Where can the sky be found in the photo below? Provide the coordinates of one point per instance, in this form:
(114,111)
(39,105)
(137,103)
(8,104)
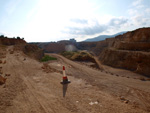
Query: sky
(54,20)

▶ WHAT IS ASKED: Copy out every line of the records above word for word, and leave out the pictures.

▶ COMPLETED EXERCISE:
Where can the sky be found in the photo below? Provide the coordinates of one point per instance, in this form:
(114,111)
(39,105)
(137,103)
(8,104)
Query: sky
(54,20)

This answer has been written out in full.